» WHAT YOU HAVE TO DO
Pick out every line in the entries below that contains the string "water", and copy each of those lines. Case counts.
— Begin THE INPUT —
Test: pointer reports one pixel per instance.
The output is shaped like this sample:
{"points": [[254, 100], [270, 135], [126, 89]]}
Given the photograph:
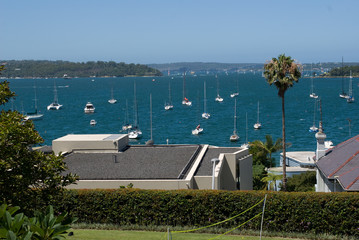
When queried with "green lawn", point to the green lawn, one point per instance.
{"points": [[89, 234]]}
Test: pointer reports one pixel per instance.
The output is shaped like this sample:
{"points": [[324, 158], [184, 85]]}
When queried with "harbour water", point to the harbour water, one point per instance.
{"points": [[175, 126]]}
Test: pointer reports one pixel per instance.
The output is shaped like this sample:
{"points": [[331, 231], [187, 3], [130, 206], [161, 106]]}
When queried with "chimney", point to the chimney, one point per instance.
{"points": [[320, 136]]}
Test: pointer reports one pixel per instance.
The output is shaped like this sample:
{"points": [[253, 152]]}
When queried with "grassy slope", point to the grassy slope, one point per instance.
{"points": [[86, 234]]}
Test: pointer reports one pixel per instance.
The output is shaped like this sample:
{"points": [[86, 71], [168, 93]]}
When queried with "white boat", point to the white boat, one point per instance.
{"points": [[257, 125], [135, 132], [218, 98], [205, 114], [34, 115], [126, 125], [246, 143], [89, 108], [312, 94], [133, 135], [197, 130], [185, 100], [235, 94], [350, 98], [314, 128], [169, 105], [54, 105], [343, 94], [234, 137], [112, 100]]}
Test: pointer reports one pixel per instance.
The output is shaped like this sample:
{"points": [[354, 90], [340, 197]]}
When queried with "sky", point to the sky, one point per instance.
{"points": [[168, 31]]}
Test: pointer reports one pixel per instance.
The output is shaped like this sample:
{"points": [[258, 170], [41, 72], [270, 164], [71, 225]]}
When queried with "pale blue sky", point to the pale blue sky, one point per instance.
{"points": [[163, 31]]}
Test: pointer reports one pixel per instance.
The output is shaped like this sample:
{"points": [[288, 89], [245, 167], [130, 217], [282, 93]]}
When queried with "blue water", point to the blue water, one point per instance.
{"points": [[176, 125]]}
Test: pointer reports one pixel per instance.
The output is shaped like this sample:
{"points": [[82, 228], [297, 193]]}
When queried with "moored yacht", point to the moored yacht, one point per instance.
{"points": [[89, 108]]}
— End THE INPUT —
» RESULT OF THIS TASK
When queried with "harbour water", point to the harbour water, one point per instance.
When queried with "blue water", point to the blue water, one point per instance.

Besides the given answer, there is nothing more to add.